What the task requires> Rewrite the listing from the line with "the white wheel" through the line with "[355, 67, 400, 184]" as a Markdown table with the columns Row and Line, one numbered row per line, skipping any blank lines.

Listed records>
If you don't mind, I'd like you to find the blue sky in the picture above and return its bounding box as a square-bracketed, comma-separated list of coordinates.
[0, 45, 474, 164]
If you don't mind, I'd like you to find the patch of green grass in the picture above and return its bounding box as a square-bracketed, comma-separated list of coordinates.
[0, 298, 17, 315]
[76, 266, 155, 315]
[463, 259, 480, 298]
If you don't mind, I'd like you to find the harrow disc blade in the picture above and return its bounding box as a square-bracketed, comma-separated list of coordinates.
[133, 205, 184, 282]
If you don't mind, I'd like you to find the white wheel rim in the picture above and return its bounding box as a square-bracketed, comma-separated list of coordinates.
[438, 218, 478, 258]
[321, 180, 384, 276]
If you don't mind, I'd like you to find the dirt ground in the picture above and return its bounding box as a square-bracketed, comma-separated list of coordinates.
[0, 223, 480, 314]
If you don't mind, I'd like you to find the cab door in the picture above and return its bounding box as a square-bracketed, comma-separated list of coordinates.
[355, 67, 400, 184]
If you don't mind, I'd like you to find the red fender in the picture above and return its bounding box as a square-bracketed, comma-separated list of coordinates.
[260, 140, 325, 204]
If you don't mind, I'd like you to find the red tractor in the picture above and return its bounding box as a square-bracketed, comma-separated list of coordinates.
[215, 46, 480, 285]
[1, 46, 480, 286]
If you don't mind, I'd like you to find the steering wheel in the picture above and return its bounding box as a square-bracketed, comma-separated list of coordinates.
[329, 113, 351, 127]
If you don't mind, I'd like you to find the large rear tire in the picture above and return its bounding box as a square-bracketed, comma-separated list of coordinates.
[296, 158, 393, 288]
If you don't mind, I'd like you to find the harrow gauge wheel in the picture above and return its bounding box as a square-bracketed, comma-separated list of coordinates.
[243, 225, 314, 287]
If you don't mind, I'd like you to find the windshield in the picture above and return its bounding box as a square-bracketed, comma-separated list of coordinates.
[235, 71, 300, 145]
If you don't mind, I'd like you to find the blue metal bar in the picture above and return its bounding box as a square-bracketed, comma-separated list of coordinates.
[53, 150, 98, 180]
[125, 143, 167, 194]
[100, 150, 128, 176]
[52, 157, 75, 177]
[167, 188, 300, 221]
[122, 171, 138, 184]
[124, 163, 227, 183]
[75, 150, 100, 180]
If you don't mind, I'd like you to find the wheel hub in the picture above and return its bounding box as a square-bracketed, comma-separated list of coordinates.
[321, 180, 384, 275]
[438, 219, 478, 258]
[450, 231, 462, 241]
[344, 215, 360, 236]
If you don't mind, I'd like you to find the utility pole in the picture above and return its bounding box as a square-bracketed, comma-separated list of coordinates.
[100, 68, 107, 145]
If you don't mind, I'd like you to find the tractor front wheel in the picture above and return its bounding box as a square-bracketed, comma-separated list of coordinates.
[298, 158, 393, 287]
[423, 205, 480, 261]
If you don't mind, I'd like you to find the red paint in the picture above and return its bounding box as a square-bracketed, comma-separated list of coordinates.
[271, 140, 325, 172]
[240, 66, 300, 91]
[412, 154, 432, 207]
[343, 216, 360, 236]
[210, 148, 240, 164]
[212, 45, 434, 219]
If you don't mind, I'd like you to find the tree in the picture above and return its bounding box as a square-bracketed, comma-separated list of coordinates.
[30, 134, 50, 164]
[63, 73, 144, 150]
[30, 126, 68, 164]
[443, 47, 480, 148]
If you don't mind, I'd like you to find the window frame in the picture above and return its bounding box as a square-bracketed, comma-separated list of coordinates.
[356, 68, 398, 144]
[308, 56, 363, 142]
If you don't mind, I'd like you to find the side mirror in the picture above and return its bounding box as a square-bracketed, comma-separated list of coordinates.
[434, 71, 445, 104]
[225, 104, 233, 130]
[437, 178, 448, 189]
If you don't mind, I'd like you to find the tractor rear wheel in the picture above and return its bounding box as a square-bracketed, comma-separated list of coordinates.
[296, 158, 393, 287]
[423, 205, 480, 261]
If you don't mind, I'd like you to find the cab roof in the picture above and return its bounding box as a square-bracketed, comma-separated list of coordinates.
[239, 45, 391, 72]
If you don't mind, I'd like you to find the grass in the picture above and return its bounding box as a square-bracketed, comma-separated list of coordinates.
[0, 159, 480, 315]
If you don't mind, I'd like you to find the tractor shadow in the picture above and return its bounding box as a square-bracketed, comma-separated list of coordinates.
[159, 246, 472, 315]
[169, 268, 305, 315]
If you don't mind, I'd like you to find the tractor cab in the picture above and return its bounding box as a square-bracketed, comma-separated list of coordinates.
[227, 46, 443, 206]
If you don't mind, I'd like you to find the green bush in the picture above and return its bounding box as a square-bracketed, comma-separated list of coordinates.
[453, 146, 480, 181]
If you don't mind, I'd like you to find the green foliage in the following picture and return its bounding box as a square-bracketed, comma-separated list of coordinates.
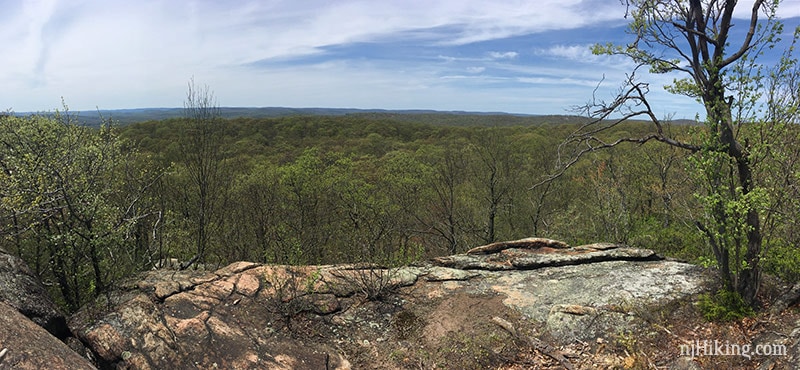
[0, 111, 158, 310]
[697, 289, 755, 322]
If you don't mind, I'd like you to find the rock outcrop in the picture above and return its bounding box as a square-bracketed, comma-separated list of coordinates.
[0, 302, 95, 370]
[0, 249, 70, 339]
[70, 239, 720, 369]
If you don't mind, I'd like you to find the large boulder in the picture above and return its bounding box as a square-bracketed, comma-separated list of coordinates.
[0, 302, 95, 370]
[70, 239, 720, 369]
[0, 248, 70, 340]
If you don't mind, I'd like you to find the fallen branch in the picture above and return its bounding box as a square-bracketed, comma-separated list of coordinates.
[492, 316, 575, 370]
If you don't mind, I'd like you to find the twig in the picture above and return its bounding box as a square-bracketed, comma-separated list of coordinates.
[492, 316, 575, 370]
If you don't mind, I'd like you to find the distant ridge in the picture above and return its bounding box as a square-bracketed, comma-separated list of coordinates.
[65, 107, 532, 126]
[16, 107, 695, 126]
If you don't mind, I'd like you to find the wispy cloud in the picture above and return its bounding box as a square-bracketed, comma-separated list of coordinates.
[0, 0, 800, 118]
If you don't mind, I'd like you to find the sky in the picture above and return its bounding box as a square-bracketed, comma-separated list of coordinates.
[0, 0, 800, 118]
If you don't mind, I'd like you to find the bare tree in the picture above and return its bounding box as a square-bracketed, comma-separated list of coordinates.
[180, 78, 223, 269]
[553, 0, 792, 304]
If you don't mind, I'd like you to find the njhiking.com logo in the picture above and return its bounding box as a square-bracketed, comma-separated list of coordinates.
[680, 339, 786, 360]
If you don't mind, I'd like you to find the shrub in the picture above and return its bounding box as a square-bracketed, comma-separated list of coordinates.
[697, 289, 755, 322]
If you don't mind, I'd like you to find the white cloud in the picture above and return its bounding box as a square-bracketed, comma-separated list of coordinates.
[489, 51, 519, 59]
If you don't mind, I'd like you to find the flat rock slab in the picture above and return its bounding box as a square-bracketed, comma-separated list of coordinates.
[432, 238, 662, 271]
[70, 238, 707, 369]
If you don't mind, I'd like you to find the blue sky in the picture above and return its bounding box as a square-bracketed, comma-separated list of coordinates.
[0, 0, 800, 118]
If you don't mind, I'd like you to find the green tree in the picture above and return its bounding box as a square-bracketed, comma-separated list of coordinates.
[561, 0, 796, 304]
[0, 111, 158, 310]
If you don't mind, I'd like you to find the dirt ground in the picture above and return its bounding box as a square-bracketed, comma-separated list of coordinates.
[274, 272, 800, 370]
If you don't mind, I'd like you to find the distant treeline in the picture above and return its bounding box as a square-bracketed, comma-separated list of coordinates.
[0, 113, 800, 309]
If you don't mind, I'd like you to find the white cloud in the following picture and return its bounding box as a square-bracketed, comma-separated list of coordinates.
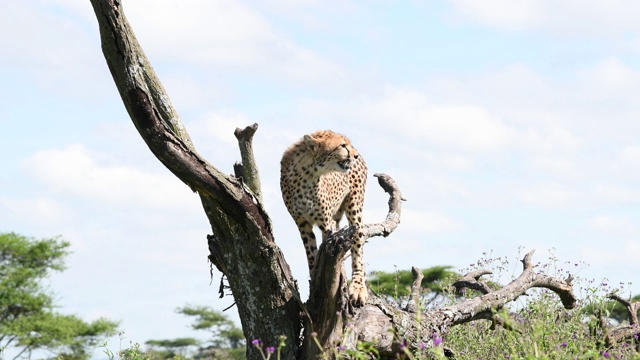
[578, 240, 640, 266]
[516, 183, 582, 208]
[0, 197, 71, 227]
[124, 0, 346, 84]
[451, 0, 640, 35]
[0, 1, 108, 97]
[24, 145, 197, 208]
[587, 215, 640, 236]
[400, 206, 463, 234]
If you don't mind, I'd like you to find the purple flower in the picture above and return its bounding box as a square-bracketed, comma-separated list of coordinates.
[431, 333, 442, 346]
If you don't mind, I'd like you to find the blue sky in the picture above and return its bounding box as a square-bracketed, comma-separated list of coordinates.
[0, 0, 640, 349]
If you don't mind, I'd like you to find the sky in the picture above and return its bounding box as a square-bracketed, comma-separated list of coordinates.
[0, 0, 640, 351]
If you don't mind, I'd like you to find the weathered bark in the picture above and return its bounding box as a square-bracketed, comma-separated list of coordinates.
[91, 0, 575, 359]
[91, 0, 301, 359]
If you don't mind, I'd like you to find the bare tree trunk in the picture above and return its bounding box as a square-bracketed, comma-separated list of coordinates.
[91, 0, 575, 359]
[91, 0, 301, 359]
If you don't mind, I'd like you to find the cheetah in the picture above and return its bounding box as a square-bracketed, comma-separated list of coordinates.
[280, 130, 368, 306]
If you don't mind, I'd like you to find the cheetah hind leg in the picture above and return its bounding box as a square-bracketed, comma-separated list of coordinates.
[349, 232, 369, 306]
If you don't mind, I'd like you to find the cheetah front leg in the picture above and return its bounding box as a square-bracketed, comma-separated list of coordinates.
[297, 220, 318, 276]
[349, 229, 369, 306]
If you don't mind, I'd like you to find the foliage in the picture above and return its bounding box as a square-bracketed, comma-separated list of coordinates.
[176, 305, 244, 349]
[146, 305, 245, 359]
[367, 266, 460, 303]
[588, 294, 640, 324]
[0, 233, 118, 359]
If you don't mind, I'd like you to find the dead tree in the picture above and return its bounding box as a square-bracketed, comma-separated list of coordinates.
[91, 0, 576, 359]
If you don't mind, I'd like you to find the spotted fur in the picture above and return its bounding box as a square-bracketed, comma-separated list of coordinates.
[280, 130, 367, 305]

Worked solution>
| Row | Line |
|---|---|
| 1 | If you don't mind, I'd like you to find the white wheel rim in the picture above and return its bounding box as a square-bracketed, comma-separated list of coordinates. |
| 2 | [438, 218, 478, 258] |
| 3 | [321, 180, 384, 276] |
| 4 | If you don't mind, I'd like you to find the dirt ground in the picture above and return its bounding box as a square-bracketed, comma-separated list of coordinates. |
| 5 | [0, 223, 480, 314] |
| 6 | If you don't mind, I'd like you to find the cab door in the picture above and return its bounding box as a square-bracketed, comma-separated list of coordinates. |
| 7 | [355, 67, 400, 184] |